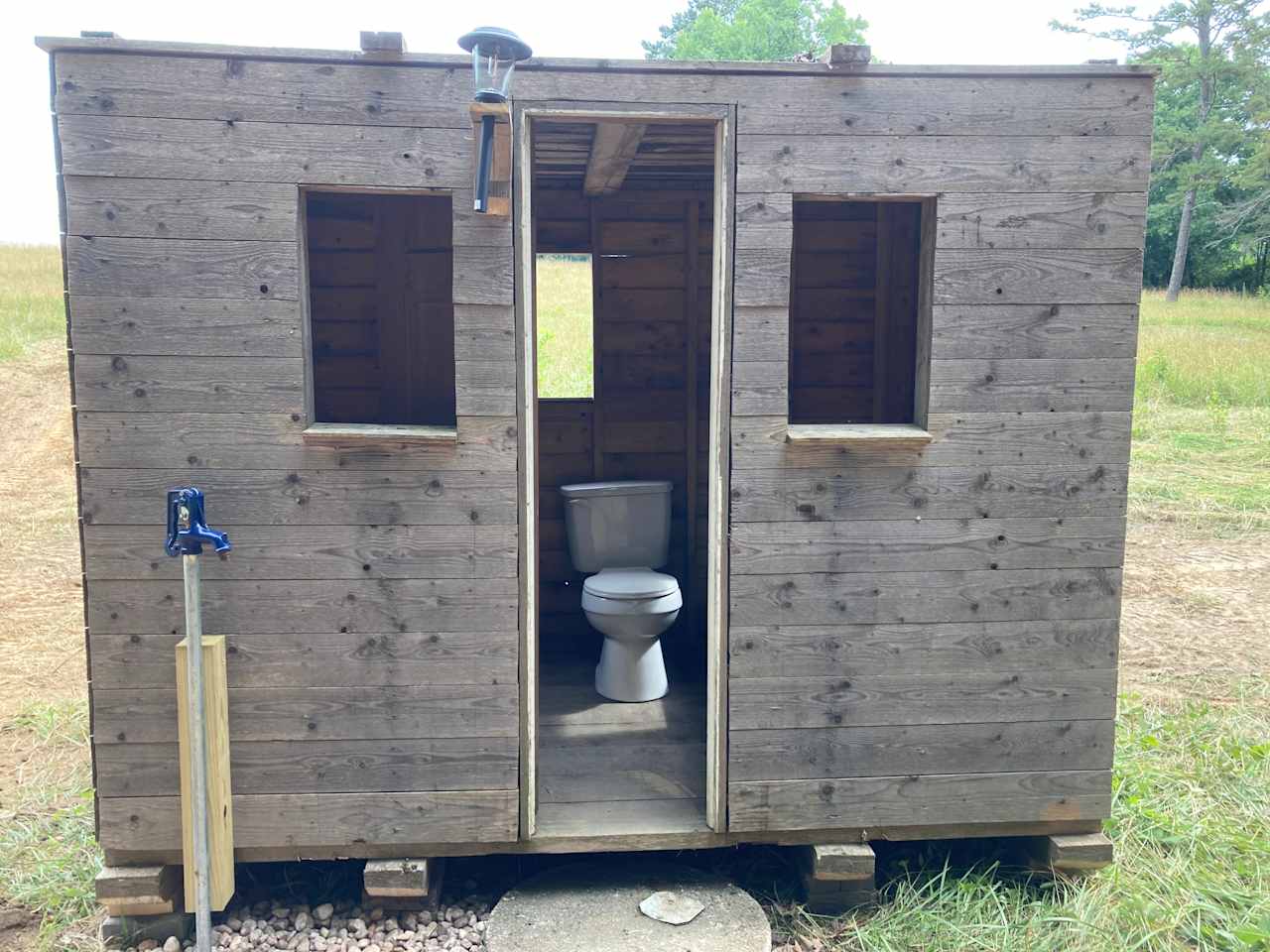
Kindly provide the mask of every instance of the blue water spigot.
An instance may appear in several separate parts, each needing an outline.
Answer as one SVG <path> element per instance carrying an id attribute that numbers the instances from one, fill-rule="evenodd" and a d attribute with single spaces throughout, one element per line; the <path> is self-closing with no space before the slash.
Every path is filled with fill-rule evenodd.
<path id="1" fill-rule="evenodd" d="M 231 548 L 229 536 L 207 528 L 203 491 L 193 486 L 168 490 L 168 539 L 164 542 L 168 555 L 202 555 L 204 542 L 217 552 Z"/>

▸ Task brief
Return every line of the records above verbatim, omitting the pictures.

▸ Task result
Kindly provide the mask of every instance of the blue water spigot.
An instance may appear in several separate parts, each needing an outline.
Answer as one SVG <path> element per instance carrying an id attribute that numbers the instances from one, fill-rule="evenodd" and a d attribute with single spaces throughout, one element per line; the <path> is self-closing with no space before the slash.
Every path is filled with fill-rule evenodd.
<path id="1" fill-rule="evenodd" d="M 231 548 L 229 536 L 207 528 L 203 491 L 193 486 L 168 490 L 168 539 L 164 542 L 168 555 L 202 555 L 204 542 L 217 552 Z"/>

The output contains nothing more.